> Given task
Reproduce the Eucharist passage between "Not at all." and "makes little difference.", inclusive, substituting "bite" for "nibble".

··· Source excerpt

Not at all. He was right about our Lord having said "This is My body" and "“This cup is the new covenant in My blood" as well. Miss that, and it just becomes a sip and a nibble, and the day you take it on makes little difference.
Indeed, whereas it is desirable to celebrate it as frequently as is permitted by one’s liturgical rite otherwise - I wish more Episcopal parishes in the US had a daily Eucharist, but some of our cathedrals do, and in the Church of England this is common. In the Anglican tradition, the Eucharist can in theory be celebrated on any day of the week, but in practice, high church Anglicans such as yourself usually follow the example of the traditional Western churches in having either not celebrating the Eucharist on Good Friday or in celebrating a pre-sanctified Holy Communion Service, sometimes using an Anglican Missal instead of the Book of Common Prayer, while in other cases using the BCP with special rubrics (in the Episcopal church the 1979 BCP offers enough flexibility to do a pre-sanctified mass on Good Friday or other occasions; indeed the so-called “Rite III” provides enough flexibility to interface with any other liturgical service books indirectly if one cannot obtain permission to use them directly, but since some Episcopal parishes are allowed to use the 1928 BCP or in the case of St. Thomas Fifth Ave in New York, celebrate Choral Evensong using the rubrics from the Church of England; I don’t know if they’re using the 1662 BCP or Common Worship, since traditional Choral Evensong can be done identically using either, and also using the 1928 Deposited Book and practically any other English Book of Common Prayer, albeit the prayers for the Royal Family are being replaced by prayers for the US as appropriate.
You could also do this using the 1979 BCP and Rite I; the main difference is that the English BCP combines the Preces for Morning and Evening Prayer in Rite I of the 1979 BCP for both offices and for the Great Litany, so if either of these three services are being celebrated, one uses this Preces:
Priest: O Lord, open thou our lips.

······
··· Data rows

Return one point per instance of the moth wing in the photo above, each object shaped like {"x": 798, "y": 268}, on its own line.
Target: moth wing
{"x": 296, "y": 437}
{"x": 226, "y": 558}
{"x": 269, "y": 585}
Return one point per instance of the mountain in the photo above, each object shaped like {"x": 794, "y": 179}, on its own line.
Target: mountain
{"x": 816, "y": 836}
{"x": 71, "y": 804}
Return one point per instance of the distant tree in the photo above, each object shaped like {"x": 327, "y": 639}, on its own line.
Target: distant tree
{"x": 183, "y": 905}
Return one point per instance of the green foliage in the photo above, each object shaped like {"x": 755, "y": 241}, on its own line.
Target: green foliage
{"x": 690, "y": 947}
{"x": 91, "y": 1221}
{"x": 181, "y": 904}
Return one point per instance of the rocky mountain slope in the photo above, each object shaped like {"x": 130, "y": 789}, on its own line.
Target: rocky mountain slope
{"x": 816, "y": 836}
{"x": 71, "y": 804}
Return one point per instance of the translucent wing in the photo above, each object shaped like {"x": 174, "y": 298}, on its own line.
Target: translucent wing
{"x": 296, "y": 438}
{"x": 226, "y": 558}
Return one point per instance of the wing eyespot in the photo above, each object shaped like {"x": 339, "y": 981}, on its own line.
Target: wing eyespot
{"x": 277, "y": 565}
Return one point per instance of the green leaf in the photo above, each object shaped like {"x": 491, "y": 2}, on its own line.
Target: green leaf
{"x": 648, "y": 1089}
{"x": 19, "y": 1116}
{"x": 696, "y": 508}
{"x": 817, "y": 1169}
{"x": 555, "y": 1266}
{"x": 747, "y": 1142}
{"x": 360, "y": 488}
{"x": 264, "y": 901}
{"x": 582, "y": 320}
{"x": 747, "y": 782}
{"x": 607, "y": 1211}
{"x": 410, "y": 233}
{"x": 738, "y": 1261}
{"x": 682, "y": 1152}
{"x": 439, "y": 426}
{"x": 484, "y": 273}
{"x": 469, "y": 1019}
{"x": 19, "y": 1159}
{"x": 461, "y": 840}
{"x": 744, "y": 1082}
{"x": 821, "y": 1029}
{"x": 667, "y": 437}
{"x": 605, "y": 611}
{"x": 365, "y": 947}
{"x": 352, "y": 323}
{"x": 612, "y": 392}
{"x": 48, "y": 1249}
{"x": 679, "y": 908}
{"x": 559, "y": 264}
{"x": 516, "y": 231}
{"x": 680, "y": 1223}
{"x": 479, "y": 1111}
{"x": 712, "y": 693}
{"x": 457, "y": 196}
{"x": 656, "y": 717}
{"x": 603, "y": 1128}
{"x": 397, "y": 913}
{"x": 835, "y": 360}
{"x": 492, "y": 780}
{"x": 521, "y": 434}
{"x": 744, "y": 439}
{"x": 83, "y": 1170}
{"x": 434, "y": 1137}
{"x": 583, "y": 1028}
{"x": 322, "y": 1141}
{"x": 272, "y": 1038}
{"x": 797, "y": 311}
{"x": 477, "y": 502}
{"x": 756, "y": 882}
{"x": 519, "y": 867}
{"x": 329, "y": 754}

······

> The solution
Not at all. He was right about our Lord having said "This is My body" and "“This cup is the new covenant in My blood" as well. Miss that, and it just becomes a sip and a bite, and the day you take it on makes little difference.